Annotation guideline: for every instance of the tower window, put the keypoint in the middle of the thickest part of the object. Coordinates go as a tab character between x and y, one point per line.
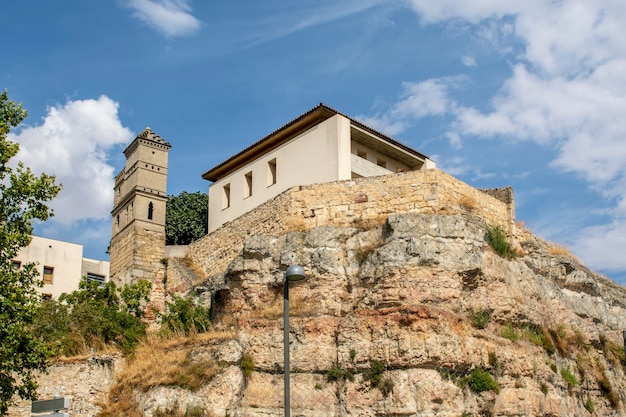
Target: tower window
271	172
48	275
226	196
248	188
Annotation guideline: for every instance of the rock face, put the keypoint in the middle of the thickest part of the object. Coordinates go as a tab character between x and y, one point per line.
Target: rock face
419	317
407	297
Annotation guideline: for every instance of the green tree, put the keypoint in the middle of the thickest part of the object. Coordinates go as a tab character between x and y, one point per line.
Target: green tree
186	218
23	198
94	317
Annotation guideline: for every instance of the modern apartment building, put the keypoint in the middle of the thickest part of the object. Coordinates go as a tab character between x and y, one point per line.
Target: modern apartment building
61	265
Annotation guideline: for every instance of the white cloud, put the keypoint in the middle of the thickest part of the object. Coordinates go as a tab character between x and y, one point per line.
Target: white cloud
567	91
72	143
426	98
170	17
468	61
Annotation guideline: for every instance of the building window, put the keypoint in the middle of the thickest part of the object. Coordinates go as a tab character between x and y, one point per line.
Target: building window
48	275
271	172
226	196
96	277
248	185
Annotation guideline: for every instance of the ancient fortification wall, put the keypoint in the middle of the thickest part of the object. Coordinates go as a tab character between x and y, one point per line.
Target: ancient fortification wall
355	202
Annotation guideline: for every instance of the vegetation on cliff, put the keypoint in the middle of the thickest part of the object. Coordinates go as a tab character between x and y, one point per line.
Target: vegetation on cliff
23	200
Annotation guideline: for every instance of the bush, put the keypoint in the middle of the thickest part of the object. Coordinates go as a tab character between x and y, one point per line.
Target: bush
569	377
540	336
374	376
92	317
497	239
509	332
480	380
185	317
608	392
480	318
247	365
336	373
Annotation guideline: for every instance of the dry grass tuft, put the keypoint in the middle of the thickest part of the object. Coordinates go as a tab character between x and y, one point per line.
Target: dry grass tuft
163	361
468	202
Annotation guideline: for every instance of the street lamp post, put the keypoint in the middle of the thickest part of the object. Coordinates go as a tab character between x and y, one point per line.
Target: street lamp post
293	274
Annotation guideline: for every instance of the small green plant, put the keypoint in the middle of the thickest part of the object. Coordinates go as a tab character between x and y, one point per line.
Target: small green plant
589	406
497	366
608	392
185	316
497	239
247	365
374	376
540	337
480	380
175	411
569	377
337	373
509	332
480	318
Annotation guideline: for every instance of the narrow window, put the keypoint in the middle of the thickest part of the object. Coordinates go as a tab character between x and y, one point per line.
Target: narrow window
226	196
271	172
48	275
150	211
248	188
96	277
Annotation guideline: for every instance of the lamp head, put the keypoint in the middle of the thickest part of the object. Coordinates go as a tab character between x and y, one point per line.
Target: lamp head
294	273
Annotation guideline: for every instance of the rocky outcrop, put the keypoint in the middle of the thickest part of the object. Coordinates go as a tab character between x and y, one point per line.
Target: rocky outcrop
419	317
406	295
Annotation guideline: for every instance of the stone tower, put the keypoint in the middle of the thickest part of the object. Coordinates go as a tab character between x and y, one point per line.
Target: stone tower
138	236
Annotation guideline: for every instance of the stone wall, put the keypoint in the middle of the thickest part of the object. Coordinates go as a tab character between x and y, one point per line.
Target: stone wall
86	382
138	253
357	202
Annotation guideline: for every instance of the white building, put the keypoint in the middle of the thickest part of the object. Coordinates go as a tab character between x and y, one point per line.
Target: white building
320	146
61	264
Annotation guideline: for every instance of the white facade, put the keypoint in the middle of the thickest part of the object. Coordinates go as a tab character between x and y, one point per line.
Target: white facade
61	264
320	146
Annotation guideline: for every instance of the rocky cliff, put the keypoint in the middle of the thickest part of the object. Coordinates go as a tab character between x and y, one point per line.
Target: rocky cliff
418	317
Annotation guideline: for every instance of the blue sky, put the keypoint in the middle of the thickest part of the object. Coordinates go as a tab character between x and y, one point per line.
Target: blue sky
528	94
+ + +
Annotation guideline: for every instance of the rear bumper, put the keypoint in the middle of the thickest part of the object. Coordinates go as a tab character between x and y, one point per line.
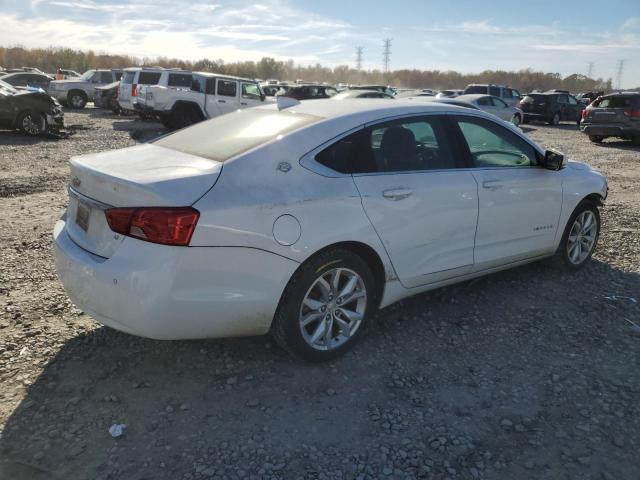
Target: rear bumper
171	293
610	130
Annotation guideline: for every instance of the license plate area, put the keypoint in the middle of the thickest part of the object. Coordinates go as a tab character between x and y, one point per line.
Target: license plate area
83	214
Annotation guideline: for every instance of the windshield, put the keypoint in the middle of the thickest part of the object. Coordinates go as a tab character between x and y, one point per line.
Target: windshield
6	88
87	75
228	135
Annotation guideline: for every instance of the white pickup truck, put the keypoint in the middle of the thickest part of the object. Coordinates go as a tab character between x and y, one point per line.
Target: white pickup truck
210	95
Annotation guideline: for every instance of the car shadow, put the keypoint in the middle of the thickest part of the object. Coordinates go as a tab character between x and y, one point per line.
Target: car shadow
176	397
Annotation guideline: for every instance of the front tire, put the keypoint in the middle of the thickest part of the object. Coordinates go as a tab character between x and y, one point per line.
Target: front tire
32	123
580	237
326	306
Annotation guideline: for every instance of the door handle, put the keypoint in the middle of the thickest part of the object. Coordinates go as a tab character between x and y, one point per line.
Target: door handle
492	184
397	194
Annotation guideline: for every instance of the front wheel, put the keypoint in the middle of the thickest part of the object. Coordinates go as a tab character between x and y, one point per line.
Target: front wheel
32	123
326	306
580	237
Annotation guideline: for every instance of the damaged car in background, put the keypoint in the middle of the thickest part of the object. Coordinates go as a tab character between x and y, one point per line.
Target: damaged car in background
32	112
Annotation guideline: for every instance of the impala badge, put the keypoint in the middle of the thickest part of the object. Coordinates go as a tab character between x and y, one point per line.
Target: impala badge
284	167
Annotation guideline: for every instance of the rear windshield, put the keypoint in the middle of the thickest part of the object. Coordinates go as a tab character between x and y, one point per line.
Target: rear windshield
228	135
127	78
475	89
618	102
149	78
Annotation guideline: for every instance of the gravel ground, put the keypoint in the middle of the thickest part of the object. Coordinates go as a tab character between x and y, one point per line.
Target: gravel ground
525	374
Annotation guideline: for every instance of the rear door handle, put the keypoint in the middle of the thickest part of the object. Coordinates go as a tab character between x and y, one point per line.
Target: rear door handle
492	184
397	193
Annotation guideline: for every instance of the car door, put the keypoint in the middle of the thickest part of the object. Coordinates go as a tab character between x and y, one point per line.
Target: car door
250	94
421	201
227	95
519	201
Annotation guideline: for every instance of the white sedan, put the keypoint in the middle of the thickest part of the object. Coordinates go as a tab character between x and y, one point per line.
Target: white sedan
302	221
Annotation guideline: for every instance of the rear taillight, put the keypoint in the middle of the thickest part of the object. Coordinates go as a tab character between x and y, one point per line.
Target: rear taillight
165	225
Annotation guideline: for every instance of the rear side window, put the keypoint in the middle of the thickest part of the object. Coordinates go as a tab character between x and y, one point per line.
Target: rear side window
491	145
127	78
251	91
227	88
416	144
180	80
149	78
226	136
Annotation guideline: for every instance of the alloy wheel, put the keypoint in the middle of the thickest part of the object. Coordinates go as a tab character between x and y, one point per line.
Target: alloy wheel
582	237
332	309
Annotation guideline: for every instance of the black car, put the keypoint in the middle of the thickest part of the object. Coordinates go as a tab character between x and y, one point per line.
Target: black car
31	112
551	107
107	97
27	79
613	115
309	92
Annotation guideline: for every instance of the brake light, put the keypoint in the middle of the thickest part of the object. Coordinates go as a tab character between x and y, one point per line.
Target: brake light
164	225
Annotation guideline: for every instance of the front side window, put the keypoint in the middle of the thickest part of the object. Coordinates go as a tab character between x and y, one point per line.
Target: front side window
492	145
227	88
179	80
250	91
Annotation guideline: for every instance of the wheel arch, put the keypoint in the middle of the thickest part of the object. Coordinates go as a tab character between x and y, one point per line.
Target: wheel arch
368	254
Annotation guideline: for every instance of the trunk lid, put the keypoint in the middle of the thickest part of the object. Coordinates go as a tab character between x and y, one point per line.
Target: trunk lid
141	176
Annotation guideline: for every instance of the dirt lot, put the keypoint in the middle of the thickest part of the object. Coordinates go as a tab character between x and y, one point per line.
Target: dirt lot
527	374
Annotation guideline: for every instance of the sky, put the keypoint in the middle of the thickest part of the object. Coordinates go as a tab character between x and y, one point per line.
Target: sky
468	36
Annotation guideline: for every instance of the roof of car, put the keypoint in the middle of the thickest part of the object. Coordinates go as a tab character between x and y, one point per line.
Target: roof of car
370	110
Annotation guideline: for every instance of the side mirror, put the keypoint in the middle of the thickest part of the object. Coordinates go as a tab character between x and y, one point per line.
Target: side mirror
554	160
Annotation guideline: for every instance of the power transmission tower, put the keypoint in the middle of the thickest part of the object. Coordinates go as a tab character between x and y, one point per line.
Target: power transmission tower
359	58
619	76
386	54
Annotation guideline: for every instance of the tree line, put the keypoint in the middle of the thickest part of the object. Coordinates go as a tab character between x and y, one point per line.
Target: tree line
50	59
+ + +
*WHAT THE EXERCISE ASKS*: From the data above, return every line from the line that has "Annotation guideline: for every instance of the trunk" up to and including the line that has "Annotation guideline: for every instance of the tree", exactly.

*SOLUTION TO THIS PROBLEM*:
Annotation guideline: for every instance of the trunk lid, put the keypoint in the middle of the thickest part of the object. Coordinates go as a tab character between x and y, one point per line.
Target: trunk lid
141	176
Annotation guideline: for every instance of the dirt lot, put the keypoint in the middle of the thickest part of the object. Coordinates go as a tab character between x and y, one point per line.
Target: dirt lot
527	374
Annotation guideline: for every instance of the sky, put the keypoint in the middle of the thickest part of the object. Coordinates go as a tab character between x and y, one point per line.
Target: sky
468	36
Annotation guideline: for every instance of the roof of car, put the keypoint in the middle of the thickest part of the object. Coordinates go as a tab character between x and y, one point per line.
Target: roof of car
370	110
Annotation guideline: for every instance of the side mirror, put the keypoint in the middle of the thickest part of the object. Coordinates go as a tab character between x and y, one point per line.
Target: side mirror
554	160
Annotation guideline: for every instance of the power transmission tower, put the keypoint in the middle of the thickest part of the object. Coordinates go as a tab character between x and y, one point per line.
Target: power transmission tower
359	58
619	76
386	54
Annotation guideline: for every instance of the tree line, put the keypoint in the middle of the thickest part of the object. Coordinates go as a tab character between x and y, one point per line.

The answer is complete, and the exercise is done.